→ EXERCISE DETAILS
Extend the comment thread on space leaks from lazy updates in Haskell, beginning right after its final sentence.
[[ EXTRACT PROVIDED, beginning ]]
How about the little known, but somewhat surprising fact, that you can’t use lazy `modify*`-style functions without leaking space.
http://www.haskell.org/pipermail/haskell-cafe/2009-June/063139.html
Hee hee hee. That’s a good one. :-)
On a related note, I don’t think this code in Data.IORef.Strict actually works…
atomicModifyIORef :: (NFData sa, NFData sb) => IORef sa -> (sa -> (sa, sb)) -> SIO sb atomicModifyIORef ref f = SIO $ do x < - IO.atomicModifyIORef ref (rnf' . f) rnf x `seq` return x -- since the result of 'f' is a pair which has to forced where rnf' x = rnf x `seq` xA simple one:
update rec = rec { rec_value = if x then new else rec_value rec, … other fields }
The problem is that if rec_value is not forced for a long time, it builds up thunks, even if ‘x’ was False. I wound up not setting rec_value at all if x was not true, but nowadays I think I’d just strictify the record fields. It’s just a case of the lazy record update leak, but I wasn’t expecting it because ‘x’ was usually False.
[[ EXTRACT PROVIDED, end ]]
[[ DATA PROVIDED, beginning ]]
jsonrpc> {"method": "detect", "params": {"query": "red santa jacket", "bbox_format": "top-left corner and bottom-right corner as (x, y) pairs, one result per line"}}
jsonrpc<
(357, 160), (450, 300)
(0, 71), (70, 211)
[[ DATA PROVIDED, end ]]
→ RESPONSE AREA
I’m still pretty new to Haskell, slowly working my way through Real World Haskell. But they do mention space leaks in that book, and I *think* this code I wrote recently is probably space-leaky because `solve` will return an expression which reduces to 1+(1+(1+(1+(1+(1+…)))…)))
https://gist.github.com/968189
This should stream nicely, although it doesn’t. https://gist.github.com/969253
Seems like this code:
leaky_length xs = length' xs 0
where length' [] n = n
length' (x:xs) n = length' xs (n + 1)
should be absolutely straightforward tail recursion… does Haskell not do tail recursion optimization?
yachris: Yep, that function is tail recursive. The problem is more insidious: n + 1 is a thunk, and you may notice that n is not forced until the list is empty, so the chain of thunks builds up on the heap instead.
Whoops, sorry, should have google’d first:
http://stackoverflow.com/questions/412919/how-does-haskell-tail-recursion-work
f _ = (a, b)
where
a = space !! 10000 -- time intensive
b = space !! 10001 -- time intensive
space = [0..10001] -- space intensive
main = do
let list = fmap f [1..]
print $ fmap fst list -- a is forced, not forcing b means space is not freed
print $ list
Tyler: Your code doesn’t “space leak” per se; the real problem is that you fail to manage a tail-call, which means that the stack will grow as you evaluate that function.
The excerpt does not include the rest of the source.